SET OF TASKS:
• 1. Using the text on readability tools, answer these:
(a) How many readability analysis tools did the writer survey?
(b) What does the acronym FOR stand for?
(c) Which items were left out of the plain text files used for the calculations?
• 2. Repeat a span of the text on readability tools word for word, starting at "WC = WordCalc" and ending at "the next section.)".
• 3. Carry on the text on readability tools, picking up after its last sentence.

PASSAGE TO READ:
....
Data on Writing about Data: Results from trying 7 online readability tools
Detailed data on my evaluations of 7 tools that calculate 6 readability metrics used to improve writing. Supplement to "Write on! 7 free tools for more readable writing on a shoestring".
I’m on a 2024 quest to become a more readable writer. I’ve looked into readability metrics, chose 6, surveyed 14 readability analysis tools, and chose 7 to evaluate. This post shares my evaluation results. Next up: my decision on which tool(s) to use in my ‘ethical shoestring’ toolkit.
My main post on readability metrics, tools, and evaluations is here. Five bonus pages provide details:
Readability features of Microsoft Word and why I’m looking for a new tool.
What “Readable” means, 16 metrics, the 6 I chose to evaluate, and why.
14 readability analysis tools besides Word, the 7 I chose to evaluate, and why.
Scoring for Word and the 7 selected tools on the 6 selected metrics. [YOU ARE HERE]
Post Contents:
Acronyms
GL = Grade Level
Readability Analysis tool names
CC = Character Calculator
DY = Datayze
GRAM = Grammarly
RF = Readability Formulas
TCR = TextCompare Readabilit (not a typo; it’s how they spell the product name)
WC = WordCalc
WFX = WebFX Read-Able
WORD = Microsoft Word
Readability metric names
ARI = Automated Readability Index GL
FRE = Flesch Reading Ease score
FKGL = Flesch-Kincaid GL
FOG = Gunning Fog Index GL
FOR = FORCAST GL
LW= Linsear Write GL
SMOG = Simple Measure of Gobbledygook Index GL
Data Cleaning and Preparation
To calculate the readability statistics and counts in Word and the other 7 tools, I used plain text files with emojis, no hashtags, and no endnotes or LinkedIn URLs. This section explains why. (If you’re more interested in the results, this link will take you to the next section.)
....
Labeled-object pointing entries:
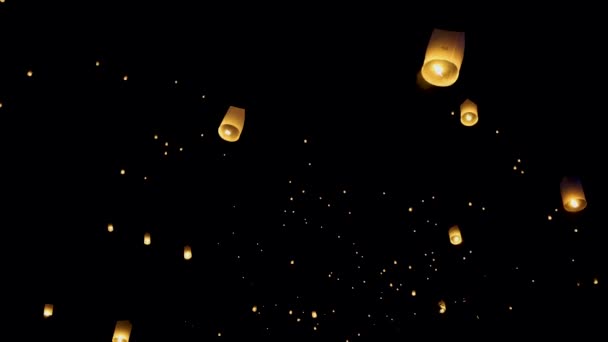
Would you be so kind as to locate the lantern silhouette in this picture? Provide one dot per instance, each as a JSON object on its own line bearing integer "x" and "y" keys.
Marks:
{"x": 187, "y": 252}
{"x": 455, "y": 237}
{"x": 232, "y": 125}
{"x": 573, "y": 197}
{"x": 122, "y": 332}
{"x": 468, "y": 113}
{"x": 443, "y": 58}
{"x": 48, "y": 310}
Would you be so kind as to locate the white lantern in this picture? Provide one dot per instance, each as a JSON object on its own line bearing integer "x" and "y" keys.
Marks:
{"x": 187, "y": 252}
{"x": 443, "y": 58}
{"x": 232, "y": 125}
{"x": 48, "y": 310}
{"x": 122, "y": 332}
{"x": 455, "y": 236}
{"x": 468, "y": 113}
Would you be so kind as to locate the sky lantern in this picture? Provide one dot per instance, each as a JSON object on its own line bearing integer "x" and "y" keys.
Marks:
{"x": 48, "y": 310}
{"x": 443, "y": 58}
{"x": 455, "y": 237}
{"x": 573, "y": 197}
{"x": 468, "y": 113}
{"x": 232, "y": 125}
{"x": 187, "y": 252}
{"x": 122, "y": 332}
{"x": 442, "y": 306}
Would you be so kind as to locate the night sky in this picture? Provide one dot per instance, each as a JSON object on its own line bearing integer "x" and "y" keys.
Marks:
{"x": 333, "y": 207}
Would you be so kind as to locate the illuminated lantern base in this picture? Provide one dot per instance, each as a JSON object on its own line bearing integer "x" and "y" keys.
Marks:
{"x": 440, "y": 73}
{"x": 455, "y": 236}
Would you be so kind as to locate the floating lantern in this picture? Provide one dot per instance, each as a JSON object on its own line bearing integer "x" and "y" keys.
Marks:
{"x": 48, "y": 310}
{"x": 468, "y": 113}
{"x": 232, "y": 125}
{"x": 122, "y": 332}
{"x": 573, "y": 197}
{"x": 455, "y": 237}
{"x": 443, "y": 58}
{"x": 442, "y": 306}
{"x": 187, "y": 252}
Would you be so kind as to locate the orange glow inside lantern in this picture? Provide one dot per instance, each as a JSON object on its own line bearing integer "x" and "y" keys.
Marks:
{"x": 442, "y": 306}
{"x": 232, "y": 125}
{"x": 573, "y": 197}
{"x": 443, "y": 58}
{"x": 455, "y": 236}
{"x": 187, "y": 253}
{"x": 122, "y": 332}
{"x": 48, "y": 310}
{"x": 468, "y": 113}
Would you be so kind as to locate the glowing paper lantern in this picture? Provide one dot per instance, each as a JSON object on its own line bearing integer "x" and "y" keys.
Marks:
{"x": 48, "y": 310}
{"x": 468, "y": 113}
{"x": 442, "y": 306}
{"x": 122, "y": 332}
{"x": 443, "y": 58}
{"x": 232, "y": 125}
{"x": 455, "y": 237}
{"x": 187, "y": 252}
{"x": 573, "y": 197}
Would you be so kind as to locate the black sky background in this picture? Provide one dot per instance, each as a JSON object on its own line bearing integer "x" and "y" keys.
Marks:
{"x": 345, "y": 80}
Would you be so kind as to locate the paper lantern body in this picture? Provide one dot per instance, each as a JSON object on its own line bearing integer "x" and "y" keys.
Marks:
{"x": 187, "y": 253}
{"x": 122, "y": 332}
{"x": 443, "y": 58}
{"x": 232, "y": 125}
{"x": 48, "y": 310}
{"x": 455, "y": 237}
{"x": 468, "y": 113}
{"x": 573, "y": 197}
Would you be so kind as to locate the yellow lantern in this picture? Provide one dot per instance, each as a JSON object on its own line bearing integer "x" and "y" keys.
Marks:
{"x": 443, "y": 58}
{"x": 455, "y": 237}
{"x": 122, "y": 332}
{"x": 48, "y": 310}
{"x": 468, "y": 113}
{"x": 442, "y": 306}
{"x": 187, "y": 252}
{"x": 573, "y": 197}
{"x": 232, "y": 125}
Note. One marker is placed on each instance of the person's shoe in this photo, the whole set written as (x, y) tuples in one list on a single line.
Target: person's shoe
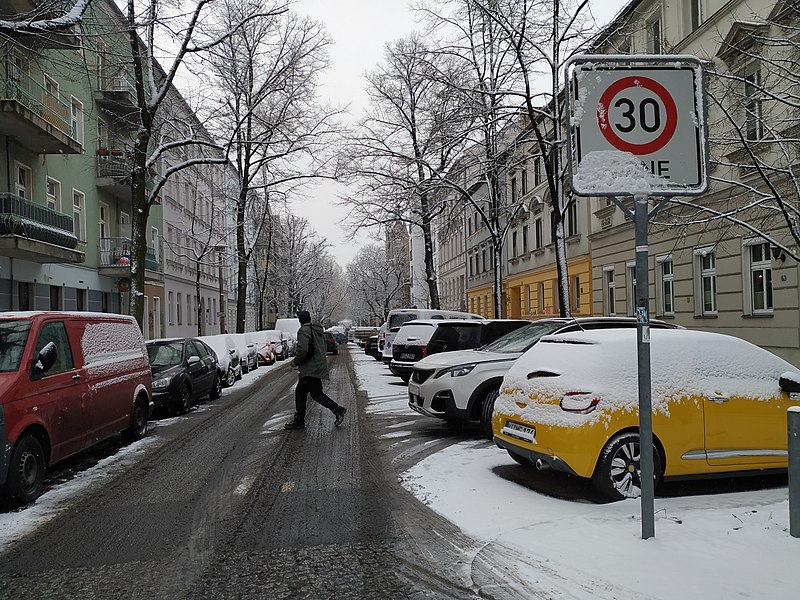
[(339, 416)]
....
OUTPUTS:
• 1.
(a) 14
(b) FORCAST GL
(c) Hashtags, endnotes, and LinkedIn URLs

• 2.
WC = WordCalc
WFX = WebFX Read-Able
WORD = Microsoft Word
Readability metric names
ARI = Automated Readability Index GL
FRE = Flesch Reading Ease score
FKGL = Flesch-Kincaid GL
FOG = Gunning Fog Index GL
FOR = FORCAST GL
LW= Linsear Write GL
SMOG = Simple Measure of Gobbledygook Index GL
Data Cleaning and Preparation
To calculate the readability statistics and counts in Word and the other 7 tools, I used plain text files with emojis, no hashtags, and no endnotes or LinkedIn URLs. This section explains why. (If you’re more interested in the results, this link will take you to the next section.)

• 3.
Word’s handling of rich text. Since I already measured 66+ of my posts with MS Word, I want to use its counting and scoring as a ‘baseline’ for comparing to the other 7 tools. I had discovered earlier that MS Word did not correctly count with rich text and hyperlinks. For the evaluation baseline, I trimmed off titles and created plain-text DOCX versions of the 5 posts.
Other tools’ handling of rich text. I did some tests on each of the tools, pasting rich text into their browser windows. Looking at the processed text showed that line breaks were all messed up. Then I created TXT files with true plain text. When I pasted from the TXT file into the tools, the line break issues were reduced.
Maximum post length. I truncated the Case 5 file to 3464 words - the last whole sentence under RF’s 3500-word limit. (I already verified that all other candidate tools can handle the full 4600+ word post.)
URLs significantly skew the metrics. To keep URLs from confounding this evaluation, I lopped off the footnotes section in the Substack articles and manually removed the URLs from the LinkedIn post texts.
I did not remove the footnote references. That would have meant some tedious editing; some of my articles have 45 footnotes. These numbers did cause problems for some of the tools, creating some overly long sentences.
Non-letters. Some of my posts include emojis, and my LinkedIn posts typically include hashtags. I decided to leave in the emoji characters that survived the plain text conversion, for now. It’s rare for me to use more than 10, so emojis should be “in the noise”. I’ll look into their impact later if needed. I removed hashtags from the LinkedIn posts, though.
For the 7 tools I evaluated, in my first tests I pasted the rich text into the editors. Then I repeated the tests using the equivalent TXT versions of the posts. This confirmed that some tools handle TXT file input differently than a “plain text” DOCX file.
(Why did I do it both ways? To see if the input format affected the counts and metrics. I would love to be able to skip the extra step of creating a DOCX or TXT file to upload for scoring.)
Note: No current tools appear to consider the readability impact (good or bad) of images, tables, graphs, formatting, or headings in a post. In plain text, the section headings I use look like unpunctuated sentences.
Evaluation Details and Analysis of Results
A rigorous study would require much more data than 5 example posts. However, none of these tools appear to offer APIs that could reduce the manual labor of analyzing the posts. And I don’t need academic rigor. I’m looking for useful insights that I can get with minimal work and cost. So my tool choice doesn’t have to be perfect.
Choosing a readability tool is a “two-way door”. If I change my mind later, I’ll have rework to re-score my writings to date, but nothing is lost except my time.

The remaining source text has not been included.